- **WHAT TO WORK ON**
Return each line of the items below that contains the word "white". The match is case-sensitive.

- **TASK MATERIAL**

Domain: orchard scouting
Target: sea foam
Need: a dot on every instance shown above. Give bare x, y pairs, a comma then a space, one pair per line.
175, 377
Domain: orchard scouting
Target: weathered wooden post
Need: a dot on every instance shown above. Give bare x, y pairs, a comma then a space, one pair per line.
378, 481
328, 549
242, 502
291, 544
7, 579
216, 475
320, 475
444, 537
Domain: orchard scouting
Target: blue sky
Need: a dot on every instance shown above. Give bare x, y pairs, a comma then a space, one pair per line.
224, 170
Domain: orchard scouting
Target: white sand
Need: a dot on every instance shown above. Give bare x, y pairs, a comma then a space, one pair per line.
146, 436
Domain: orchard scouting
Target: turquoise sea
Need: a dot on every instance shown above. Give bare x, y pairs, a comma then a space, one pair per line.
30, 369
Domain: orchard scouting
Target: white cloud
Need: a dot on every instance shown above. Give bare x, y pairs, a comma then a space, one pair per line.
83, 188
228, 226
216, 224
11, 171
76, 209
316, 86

--

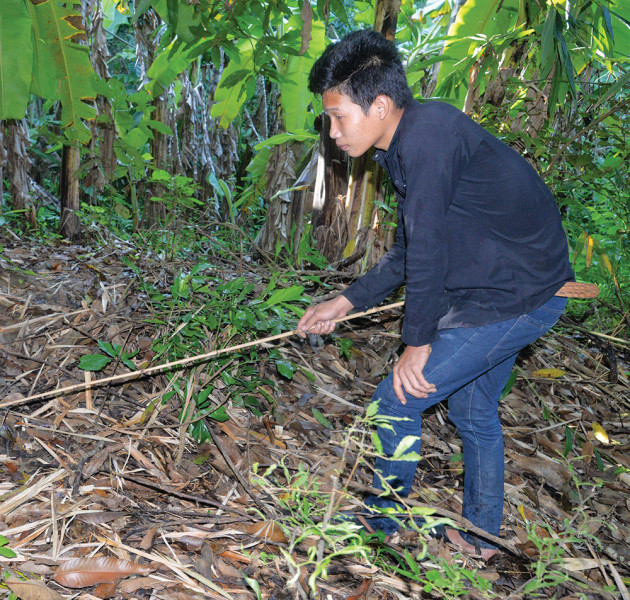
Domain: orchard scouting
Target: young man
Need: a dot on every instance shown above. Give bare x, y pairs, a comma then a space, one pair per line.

* * *

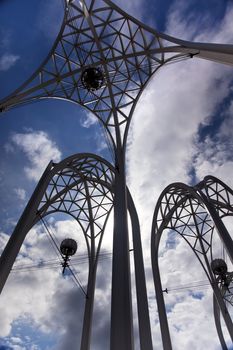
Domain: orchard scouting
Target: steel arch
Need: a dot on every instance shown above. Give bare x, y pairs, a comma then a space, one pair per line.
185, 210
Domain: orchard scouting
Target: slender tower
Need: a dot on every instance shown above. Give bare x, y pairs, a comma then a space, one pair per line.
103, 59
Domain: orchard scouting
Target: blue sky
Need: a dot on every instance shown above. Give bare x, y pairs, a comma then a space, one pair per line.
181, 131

- **RESULT OF THIS TASK**
Target: white sand
Target: white cloud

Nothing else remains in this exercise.